Rescale the lines starting at the line that has "Look at this image and locate every instance of floodlight" and stopping after the line that has "top-left (37, 194), bottom-right (118, 224)": write them all out again in full, multiplying every coordinate in the answers by 1.7 and rounding to whole numbers with halves rounded up. Leave all other numbers in those lines unchanged.

--- BEGIN RECORDED DATA ---

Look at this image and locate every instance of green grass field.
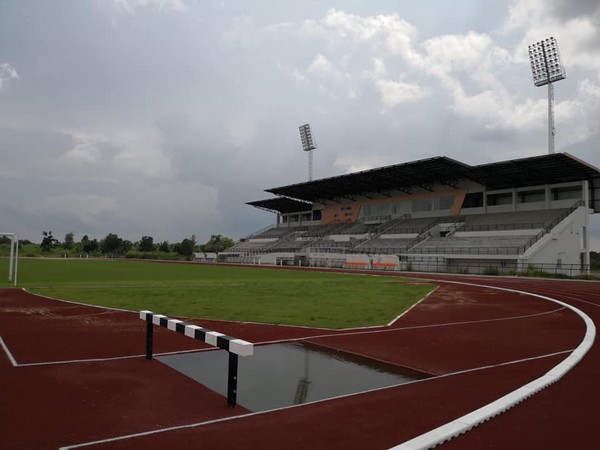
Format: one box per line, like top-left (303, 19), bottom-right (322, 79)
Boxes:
top-left (0, 258), bottom-right (434, 328)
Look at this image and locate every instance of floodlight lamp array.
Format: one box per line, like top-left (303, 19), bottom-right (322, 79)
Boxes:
top-left (529, 37), bottom-right (566, 86)
top-left (298, 124), bottom-right (317, 152)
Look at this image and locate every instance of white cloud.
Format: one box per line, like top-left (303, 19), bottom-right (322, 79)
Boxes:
top-left (376, 80), bottom-right (427, 108)
top-left (112, 0), bottom-right (188, 14)
top-left (0, 63), bottom-right (19, 91)
top-left (37, 194), bottom-right (118, 224)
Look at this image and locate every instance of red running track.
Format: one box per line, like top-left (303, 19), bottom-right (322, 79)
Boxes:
top-left (0, 274), bottom-right (600, 450)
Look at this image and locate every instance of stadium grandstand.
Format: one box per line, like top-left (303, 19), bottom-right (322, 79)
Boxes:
top-left (219, 153), bottom-right (600, 275)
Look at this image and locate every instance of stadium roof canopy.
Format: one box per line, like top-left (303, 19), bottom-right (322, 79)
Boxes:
top-left (262, 153), bottom-right (600, 204)
top-left (246, 197), bottom-right (312, 214)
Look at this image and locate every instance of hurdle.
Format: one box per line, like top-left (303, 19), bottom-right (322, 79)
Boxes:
top-left (140, 310), bottom-right (254, 408)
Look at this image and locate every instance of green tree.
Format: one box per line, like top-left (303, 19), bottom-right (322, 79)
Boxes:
top-left (138, 236), bottom-right (154, 252)
top-left (100, 233), bottom-right (123, 253)
top-left (81, 236), bottom-right (100, 253)
top-left (63, 231), bottom-right (75, 250)
top-left (40, 231), bottom-right (58, 252)
top-left (177, 238), bottom-right (194, 256)
top-left (200, 234), bottom-right (235, 253)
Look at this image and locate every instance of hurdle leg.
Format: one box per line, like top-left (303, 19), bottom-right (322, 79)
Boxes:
top-left (227, 352), bottom-right (238, 408)
top-left (146, 316), bottom-right (154, 361)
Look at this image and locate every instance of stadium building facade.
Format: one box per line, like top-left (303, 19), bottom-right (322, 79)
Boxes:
top-left (224, 153), bottom-right (600, 275)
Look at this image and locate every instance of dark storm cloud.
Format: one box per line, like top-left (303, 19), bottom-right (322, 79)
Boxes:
top-left (0, 0), bottom-right (600, 246)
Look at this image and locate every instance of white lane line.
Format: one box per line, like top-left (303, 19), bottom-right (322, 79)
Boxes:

--- END RECORDED DATA ---

### SOLUTION:
Look at this image and locate every instance of floodlight lamp array.
Format: one box per line, like top-left (303, 19), bottom-right (322, 79)
Boxes:
top-left (899, 63), bottom-right (962, 146)
top-left (507, 211), bottom-right (539, 258)
Look at this image and locate every instance of white cloud.
Format: one box per line, like top-left (303, 19), bottom-right (322, 79)
Boxes:
top-left (639, 136), bottom-right (726, 184)
top-left (190, 0), bottom-right (320, 24)
top-left (0, 107), bottom-right (32, 155)
top-left (63, 330), bottom-right (201, 381)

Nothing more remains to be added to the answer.